(Stored entries)
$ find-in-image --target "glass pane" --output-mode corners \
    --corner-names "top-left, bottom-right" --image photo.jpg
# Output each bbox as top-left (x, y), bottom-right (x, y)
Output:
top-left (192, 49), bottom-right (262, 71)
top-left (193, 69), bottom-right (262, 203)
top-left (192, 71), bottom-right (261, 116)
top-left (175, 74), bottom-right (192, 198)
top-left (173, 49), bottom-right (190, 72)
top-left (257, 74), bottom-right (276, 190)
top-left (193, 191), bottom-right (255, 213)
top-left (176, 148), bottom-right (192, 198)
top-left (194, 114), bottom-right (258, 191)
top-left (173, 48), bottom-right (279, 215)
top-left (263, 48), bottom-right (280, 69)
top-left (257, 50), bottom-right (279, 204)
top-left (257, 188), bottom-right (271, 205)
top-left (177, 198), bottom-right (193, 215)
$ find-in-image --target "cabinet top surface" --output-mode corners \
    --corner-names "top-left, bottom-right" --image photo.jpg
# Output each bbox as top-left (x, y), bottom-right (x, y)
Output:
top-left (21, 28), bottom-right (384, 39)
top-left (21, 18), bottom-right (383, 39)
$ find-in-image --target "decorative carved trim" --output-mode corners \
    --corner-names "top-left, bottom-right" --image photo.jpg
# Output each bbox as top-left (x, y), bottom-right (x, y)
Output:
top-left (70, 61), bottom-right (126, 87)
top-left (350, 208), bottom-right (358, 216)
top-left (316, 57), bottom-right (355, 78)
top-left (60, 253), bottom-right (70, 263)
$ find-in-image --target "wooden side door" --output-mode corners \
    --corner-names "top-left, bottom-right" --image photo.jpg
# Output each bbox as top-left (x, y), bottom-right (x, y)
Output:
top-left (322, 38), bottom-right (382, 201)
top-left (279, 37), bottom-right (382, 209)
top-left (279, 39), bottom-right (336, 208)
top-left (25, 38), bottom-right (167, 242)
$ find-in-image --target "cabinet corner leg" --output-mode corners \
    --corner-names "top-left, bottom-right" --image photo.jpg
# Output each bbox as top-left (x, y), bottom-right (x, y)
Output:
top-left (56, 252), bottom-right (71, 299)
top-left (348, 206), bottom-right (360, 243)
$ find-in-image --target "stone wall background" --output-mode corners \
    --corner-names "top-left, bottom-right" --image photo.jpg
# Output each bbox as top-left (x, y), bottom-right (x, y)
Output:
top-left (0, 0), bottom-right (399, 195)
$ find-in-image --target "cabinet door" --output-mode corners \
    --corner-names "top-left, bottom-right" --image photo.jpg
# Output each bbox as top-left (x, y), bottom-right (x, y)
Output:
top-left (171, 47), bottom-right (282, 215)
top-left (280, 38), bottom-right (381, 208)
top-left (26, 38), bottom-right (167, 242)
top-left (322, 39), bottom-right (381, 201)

§ Exercise
Without omission, return all of the records exactly as given.

§ Answer for the task
$ find-in-image --target "glass pane" --output-mode corners \
    --corner-names "top-left, bottom-right" --image photo.jpg
# Output each bbox as top-left (x, y), bottom-right (x, y)
Output:
top-left (192, 49), bottom-right (262, 71)
top-left (193, 69), bottom-right (262, 203)
top-left (192, 71), bottom-right (261, 116)
top-left (175, 74), bottom-right (192, 198)
top-left (173, 49), bottom-right (190, 72)
top-left (257, 74), bottom-right (276, 190)
top-left (193, 191), bottom-right (255, 213)
top-left (176, 148), bottom-right (192, 198)
top-left (194, 114), bottom-right (258, 191)
top-left (173, 48), bottom-right (279, 215)
top-left (263, 48), bottom-right (280, 69)
top-left (257, 50), bottom-right (279, 204)
top-left (257, 188), bottom-right (271, 205)
top-left (177, 198), bottom-right (193, 215)
$ find-in-image --target "cabinet top surface" --output-mode corners \
    --corner-names "top-left, bottom-right" --image photo.jpg
# Output each bbox as top-left (x, y), bottom-right (x, y)
Output:
top-left (21, 28), bottom-right (384, 39)
top-left (21, 18), bottom-right (383, 39)
$ find-in-image --target "decorative carved trim" --output-mode corners \
    --corner-names "top-left, bottom-right" --image photo.jpg
# Output each bbox as top-left (x, y), bottom-right (x, y)
Output:
top-left (70, 61), bottom-right (126, 87)
top-left (350, 208), bottom-right (358, 216)
top-left (316, 57), bottom-right (355, 78)
top-left (60, 253), bottom-right (70, 263)
$ find-in-image --target "wooden side door" --output-mode corners \
    --corner-names "top-left, bottom-right" --image photo.jpg
# Output each bbox as top-left (x, y), bottom-right (x, y)
Output:
top-left (322, 38), bottom-right (382, 201)
top-left (279, 37), bottom-right (382, 209)
top-left (279, 39), bottom-right (336, 208)
top-left (25, 38), bottom-right (167, 242)
$ find-in-image --target "cabinet corner leg" --output-mode corners \
    --corner-names "top-left, bottom-right" --image photo.jpg
# Output each bbox as top-left (x, y), bottom-right (x, y)
Output:
top-left (56, 252), bottom-right (71, 299)
top-left (348, 206), bottom-right (360, 243)
$ find-in-image --target "stone wall background" --output-mode corners \
    --corner-names "top-left, bottom-right" --image photo.jpg
# Output each bbox as top-left (x, y), bottom-right (x, y)
Output:
top-left (0, 0), bottom-right (399, 195)
$ find-in-image --target "cabinet door" --output-mode corners \
    --corner-names "top-left, bottom-right" --image photo.jpg
# Output each bbox as top-left (x, y), bottom-right (x, y)
Output:
top-left (171, 47), bottom-right (282, 215)
top-left (280, 38), bottom-right (381, 208)
top-left (26, 38), bottom-right (167, 242)
top-left (322, 39), bottom-right (381, 201)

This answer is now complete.